# [Stated problem]
Copy every one of the items below word for word, with no changes.

==== Data ====

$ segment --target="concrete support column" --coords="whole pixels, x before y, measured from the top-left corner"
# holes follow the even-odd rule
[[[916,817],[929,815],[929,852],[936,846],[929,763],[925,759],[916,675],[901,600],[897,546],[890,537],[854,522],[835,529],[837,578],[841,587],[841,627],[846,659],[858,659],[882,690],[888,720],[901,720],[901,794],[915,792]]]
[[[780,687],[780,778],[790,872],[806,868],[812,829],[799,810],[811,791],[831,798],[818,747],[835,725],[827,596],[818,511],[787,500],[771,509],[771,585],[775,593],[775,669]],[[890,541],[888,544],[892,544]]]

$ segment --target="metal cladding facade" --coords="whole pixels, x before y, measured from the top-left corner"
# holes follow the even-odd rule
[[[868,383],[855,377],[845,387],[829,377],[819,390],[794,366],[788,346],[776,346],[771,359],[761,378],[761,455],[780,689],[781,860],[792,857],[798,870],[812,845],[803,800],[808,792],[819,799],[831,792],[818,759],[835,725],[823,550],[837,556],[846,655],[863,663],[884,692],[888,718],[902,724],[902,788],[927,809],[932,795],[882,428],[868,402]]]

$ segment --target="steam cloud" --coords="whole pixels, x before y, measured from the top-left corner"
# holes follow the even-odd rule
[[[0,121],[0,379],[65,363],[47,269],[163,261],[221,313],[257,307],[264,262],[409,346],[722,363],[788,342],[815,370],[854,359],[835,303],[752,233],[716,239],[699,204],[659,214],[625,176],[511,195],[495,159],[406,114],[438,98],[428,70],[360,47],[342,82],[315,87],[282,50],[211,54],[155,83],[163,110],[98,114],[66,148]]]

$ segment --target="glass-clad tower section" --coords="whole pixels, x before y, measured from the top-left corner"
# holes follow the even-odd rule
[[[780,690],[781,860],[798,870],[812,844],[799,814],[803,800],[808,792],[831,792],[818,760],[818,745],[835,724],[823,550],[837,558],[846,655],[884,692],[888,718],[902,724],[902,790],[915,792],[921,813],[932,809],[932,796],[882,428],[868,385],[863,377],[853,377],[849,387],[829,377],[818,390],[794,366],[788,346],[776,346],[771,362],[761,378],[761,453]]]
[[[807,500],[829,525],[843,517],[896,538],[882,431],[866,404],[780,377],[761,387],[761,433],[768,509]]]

====

# [Exercise output]
$ segment --target="concrete support column" --coords="whole pixels, x before y, measured from the top-left corner"
# holes follow the even-odd rule
[[[916,817],[929,815],[929,852],[936,846],[929,763],[925,759],[916,675],[901,600],[897,546],[890,537],[854,522],[835,529],[837,578],[841,587],[841,627],[846,659],[858,659],[882,690],[888,720],[901,720],[901,794],[915,792]]]
[[[780,687],[780,778],[790,872],[806,868],[812,829],[799,810],[811,791],[831,798],[818,747],[835,725],[827,596],[818,511],[787,500],[771,509],[771,585],[775,593],[775,669]],[[890,541],[888,544],[892,544]]]

$ segment --target="metal cladding facade" --coords="whole pixels, x before y, measured from the top-left corner"
# holes follow the even-odd rule
[[[868,383],[855,377],[845,387],[829,377],[819,390],[794,366],[788,346],[776,346],[771,359],[761,378],[761,455],[780,689],[781,860],[792,857],[798,870],[812,845],[803,800],[808,792],[819,799],[831,792],[818,759],[835,725],[823,550],[837,556],[846,655],[863,663],[884,692],[888,718],[902,724],[902,788],[927,809],[932,795],[882,428],[868,402]]]

$ segment --target="steam cloud" --coords="whole pixels, x before y, measured from the top-left corner"
# holes follow the even-odd rule
[[[0,121],[0,379],[65,363],[47,269],[163,261],[221,313],[257,307],[264,262],[409,346],[722,363],[788,342],[815,370],[854,359],[835,303],[752,233],[716,239],[699,204],[659,214],[625,176],[511,195],[495,159],[406,114],[438,98],[428,70],[360,47],[342,82],[315,87],[282,50],[211,54],[155,83],[163,110],[98,114],[66,148]]]

$ segment --target="glass-clad tower section" --coords="whole pixels, x before y, measured from the top-left corner"
# holes follow the even-odd rule
[[[780,690],[781,860],[798,870],[812,844],[799,814],[803,800],[808,792],[831,792],[818,760],[818,745],[835,724],[823,550],[837,558],[846,655],[884,692],[888,718],[902,724],[902,790],[915,792],[921,813],[932,809],[932,796],[882,428],[868,385],[863,377],[853,377],[849,387],[829,377],[818,390],[794,366],[788,346],[776,346],[771,362],[761,378],[761,453]]]
[[[807,500],[829,525],[843,517],[896,538],[882,431],[866,404],[780,377],[761,387],[761,433],[768,509]]]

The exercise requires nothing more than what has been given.